There's a lot of things he doesn't like which is making this difficult.
He hates being picked up. He hates his hooves being touched. He hates having the top of his nose cleaned. He won't go in a harness. He hates being touched with 2 hands at the same time.
I feel like there's so many obstacles and I'm not sure I can deal with them. Like I said I want it to work so bad, but I'm having a hard time listening to him shrieking something terrible every time you go to do something. If he gets kicked off the couch, gets kicked out of the kitchen, or doesn't get food these are all times he yells. I do feed him vegetables not at his meals times. Is that the problem with food? Every time he wakes up or we get up to get a snack he follows us snorting up a storm.
I just want to know that he won't be this loud forever, because if he will be I can't keep him. Because as I said before, he doesn't snort for a minute, he'll do it for like 30 minutes. Is there hope? Thanks
Yes, the secret to getting a pig to do something is to require it EVERY TIME. It takes awhile for pigs to unlearn old habits, so when it happens every time, piggy learns to accept it as part of the routine.
A long, soft bristle brush might help you get his feet better and quicker. It's tough to get the mud out of hooves. He may always complain about the process, but as long as the water and brush are a reasonably warm temperature, he should, eventually, stop screaming. And, you may find he is a lot quieter when you use a dry brush on days when his feet are pretty clean anyway.
I know it seems a little strange and maybe not what you want to hear, but the fact that he feels comfortable enough to complain about things he does not like means he is starting to understand that he is going to be staying with you.

**Data**.
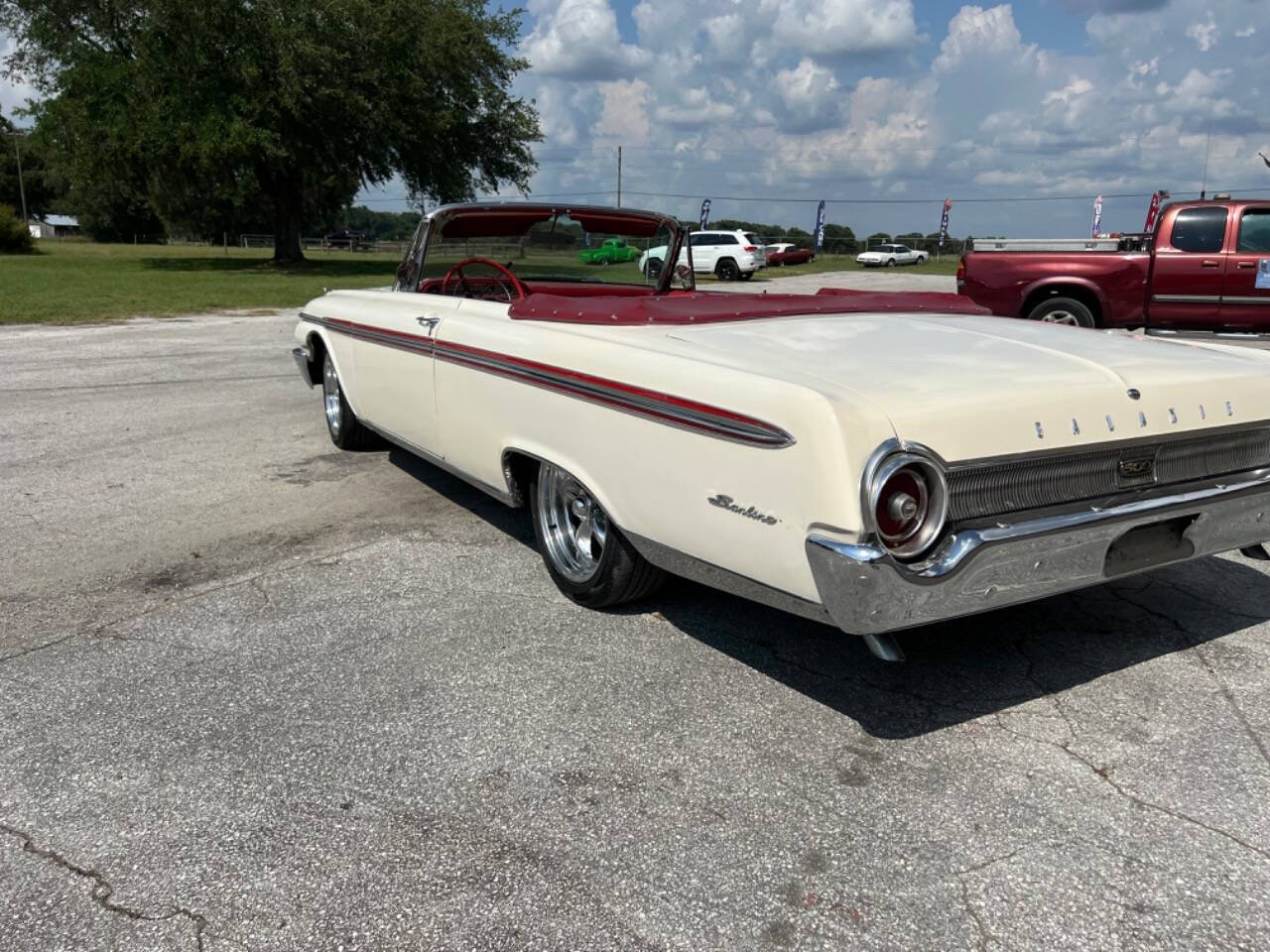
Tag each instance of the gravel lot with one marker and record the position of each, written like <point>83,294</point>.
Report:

**Requirement**.
In the text about the pet pig, what is the secret to getting a pig to do something?

**Task output**.
Requiring it every time.